#### [Brano citato]
============
Luigi Cremona: «Chiunque può cucinare, ma…»

Luigi Cremona e GG

Una goccia di Coco Chanel («Spesso togliere è meglio che aggiungere»), un pizzico di Giorgio Armani («Eleganza non è farsi notare, ma farsi ricordare») e una presa di Jean Anthelme Brillat-Savarin («Quelli che si ingozzano o che si ubriacano non sanno né bere né mangiare»). Prende forma da questi ingredienti la filosofia culinaria, che poi è anche di vita, di uno dei critici gastronomici più amati d’Italia, Luigi Cremona. Un curriculum sterminato, impossibile da ripercorrere tutto intero in poche righe (ma merita ricordare che dal 1995 è consulente per la ristorazione e l’ informazione alberghiera del  Touring Club d’ Italia e, in particolare, per la Guida degli alberghi e dei ristoranti, mentre dal 2006 è curatore, con Mario Busso, della Guida ai Vini Buoni d’Italia edita da Touring Editore), premio “Penna d’oro” nel 1997 e “Oscar del vino” come miglior giornalista enogastronomico nel 2007, Cremona è un talent scout dei fornelli e viaggia in lungo e in largo per l’Italia a caccia di giovani talenti per il suo concorso “Miglior Chef emergente d’Italia”: difficile che qualcuno passato tra le maglie di questa competizione non diventi poi un nome noto del panorama culinario nazionale. Tanto che, davanti o dietro le telecamere, da anni collabora anche per il famoso programma di RaiUno La prova del cuoco e, da uomo «estremamente tollerante», come ama definirsi, non punta il dito nemmeno contro Benedetta Parodi e il suo “Cotto e Mangiato”: «D’istinto, alla Parodi mi viene da preferire una cucina più evoluta, ma non bisogna demonizzare. Può capitare a tutti di cucinare con un buon surgelato o con le scatolette, l’importante è saperle scegliere e soprattutto cercare di utilizzare per lo più il prodotto fresco». Insomma, è proprio vero quello che diceva Auguste Gusteau, il famoso ed eccentrico chef francese idolo del topolino Remy nel film Ratatouille: «Chiunque può cucinare».

Guide, articoli, blog (www.porzionicremona.it), ma anche televisione: La prova del cuoco, attinge a piene mani dagli chef emergenti che tu individui per il tuo ormai famoso concorso, così come ha fatto anche la produzione de La notte degli chef, tre puntate in onda lo scorso giugno e condotte da Alfonso Signorini in prima serata su Canale 5. Insomma, il tuo è un incubatore di talenti a cui fanno riferimento tante altre realtà, ma della cucina in tv cosa ne pensi?

(Sorride) Ne penso il bene e il male. Se oggi ci sono tanti ragazzi che si avvicinano ai fornelli è anche per tutto questo cucinare in televisione e l’idea che fare lo chef possa essere una buona via per la notorietà. Credo che anche la grande crescita della cucina italiana e il lato chef  siano dovuti alla tv, che ha dato largo spazio a questa professionalità. Purtroppo, però, come in tutte le cose il troppo stroppia e ora credo che siamo arrivati quasi a un’esagerazione. Mi auguro che si riesca a trovare il giusto equilibrio e soprattutto che le telecamere vengano puntate anche sulle professionalità che stanno in sala, perché oggi non c’è quasi più nessuno che serve bene un piatto al tavolo e forse un po’ di attenzione del piccolo schermo potrebbe riportare in auge anche questo mestiere così importante e prezioso.
============
#### [Serie di esercizi]
1) Trascriva il passo dell'intervista a Luigi Cremona da "(Sorride) Ne penso" a "importante e prezioso.", rinominando "televisione" in "tv".
2) Secondo l'intervista a Luigi Cremona, in quale anno Cremona ha ricevuto il premio "Penna d'oro"?
Il materiale proviene da una fonte diversa.

#### [Dati forniti]
============
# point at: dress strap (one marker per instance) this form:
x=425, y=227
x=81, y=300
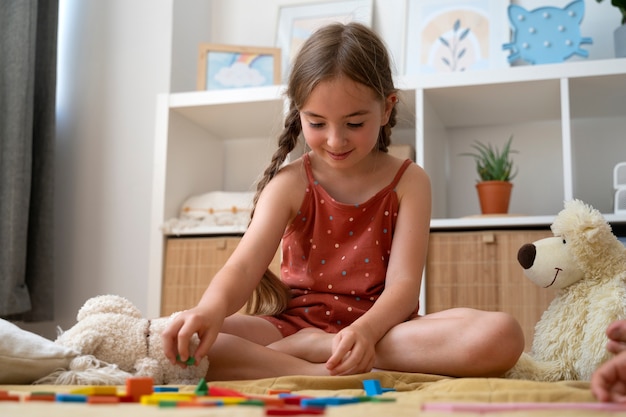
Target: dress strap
============
#### [Soluzioni degli esercizi]
1)
(Sorride) Ne penso il bene e il male. Se oggi ci sono tanti ragazzi che si avvicinano ai fornelli è anche per tutto questo cucinare in tv e l’idea che fare lo chef possa essere una buona via per la notorietà. Credo che anche la grande crescita della cucina italiana e il lato chef  siano dovuti alla tv, che ha dato largo spazio a questa professionalità. Purtroppo, però, come in tutte le cose il troppo stroppia e ora credo che siamo arrivati quasi a un’esagerazione. Mi auguro che si riesca a trovare il giusto equilibrio e soprattutto che le telecamere vengano puntate anche sulle professionalità che stanno in sala, perché oggi non c’è quasi più nessuno che serve bene un piatto al tavolo e forse un po’ di attenzione del piccolo schermo potrebbe riportare in auge anche questo mestiere così importante e prezioso.

2) Nel 1997.